Problem details –
Copy the passage on Mari, starting at "An ancient city" and ending at "prominence. See Hammurabi.", but swap "Arab clansmen" for "Bedouin tribesmen".

Selected passage –
An ancient city accidentally discovered by Arab clansmen, and later excavated by French archaeologists under the supervision of Andre Parrot. Today known as tell el-Hariri, the site is comprised of about 135 acres (after erosion on its northeast sector), is located adjacent to the right (west) bank of the Euphrates river, roughly fifteen miles north of the modern Syrian-Iraqi border. Some thirty archaeological campaigns have unearthed city walls and various temples and palaces that date from about 3100 B.C. to 1760, when the city was demolished by Hammurabi of Babylon, never again to rise to a stature of prominence. See Hammurabi.
Located about midway between the great powers of Sumeria (Kish, Ur, Akkad) and Syro-Mesopotamia (Ebla, Aleppo), Mari played a significant role in the flow of trade as early as the third millennium, though, to judge from the documents which have already been published from this era, the city experienced a dependent status to these more powerful neighbors. By about 1800, no fewer than four trading routes converged on the city; the city's geographical and commercial horizons stretched from Iran in the east to the Mediterranean and Aegean in the west, including Turkey, Lebanon, Syria, Israel, and the Arabian desert. From such an enviable position, the kingdom of Mari played a crucial role in the international trade of timber, stone, wool, resin, garments, furniture, royal horses, wine, olive and sesame oils, myrtle, copper, lapis-lazuli and perhaps most importantly, tin—an essential component in the forging or casting of bronze.

Data –
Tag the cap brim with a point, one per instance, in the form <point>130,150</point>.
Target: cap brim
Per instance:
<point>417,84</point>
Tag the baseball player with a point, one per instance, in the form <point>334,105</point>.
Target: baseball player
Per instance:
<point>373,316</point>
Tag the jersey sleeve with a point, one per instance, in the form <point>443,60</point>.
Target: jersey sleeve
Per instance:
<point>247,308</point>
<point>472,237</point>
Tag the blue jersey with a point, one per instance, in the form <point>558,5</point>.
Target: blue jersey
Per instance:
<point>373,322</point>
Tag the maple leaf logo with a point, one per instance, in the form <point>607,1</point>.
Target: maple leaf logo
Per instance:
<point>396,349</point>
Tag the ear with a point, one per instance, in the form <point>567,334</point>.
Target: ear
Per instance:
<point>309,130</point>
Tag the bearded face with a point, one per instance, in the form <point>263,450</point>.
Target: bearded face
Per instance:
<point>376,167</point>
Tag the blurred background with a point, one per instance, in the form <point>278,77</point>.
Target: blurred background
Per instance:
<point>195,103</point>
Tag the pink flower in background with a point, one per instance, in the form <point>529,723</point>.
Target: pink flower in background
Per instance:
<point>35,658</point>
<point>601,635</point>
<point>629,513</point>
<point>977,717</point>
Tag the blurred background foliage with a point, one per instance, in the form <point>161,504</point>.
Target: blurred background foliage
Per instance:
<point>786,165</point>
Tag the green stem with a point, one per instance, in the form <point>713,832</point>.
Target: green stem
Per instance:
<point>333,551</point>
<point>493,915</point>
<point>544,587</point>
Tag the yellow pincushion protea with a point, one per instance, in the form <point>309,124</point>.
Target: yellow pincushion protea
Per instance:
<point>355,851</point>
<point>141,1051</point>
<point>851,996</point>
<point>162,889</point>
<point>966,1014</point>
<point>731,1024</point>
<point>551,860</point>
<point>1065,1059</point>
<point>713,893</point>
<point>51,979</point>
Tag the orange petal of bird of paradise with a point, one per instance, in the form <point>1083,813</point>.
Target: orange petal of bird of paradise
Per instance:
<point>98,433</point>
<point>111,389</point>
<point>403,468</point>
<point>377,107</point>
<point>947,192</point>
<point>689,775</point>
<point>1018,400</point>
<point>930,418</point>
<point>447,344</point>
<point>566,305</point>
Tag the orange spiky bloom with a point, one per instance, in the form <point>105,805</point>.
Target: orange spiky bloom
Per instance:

Answer –
An ancient city accidentally discovered by Bedouin tribesmen, and later excavated by French archaeologists under the supervision of Andre Parrot. Today known as tell el-Hariri, the site is comprised of about 135 acres (after erosion on its northeast sector), is located adjacent to the right (west) bank of the Euphrates river, roughly fifteen miles north of the modern Syrian-Iraqi border. Some thirty archaeological campaigns have unearthed city walls and various temples and palaces that date from about 3100 B.C. to 1760, when the city was demolished by Hammurabi of Babylon, never again to rise to a stature of prominence. See Hammurabi.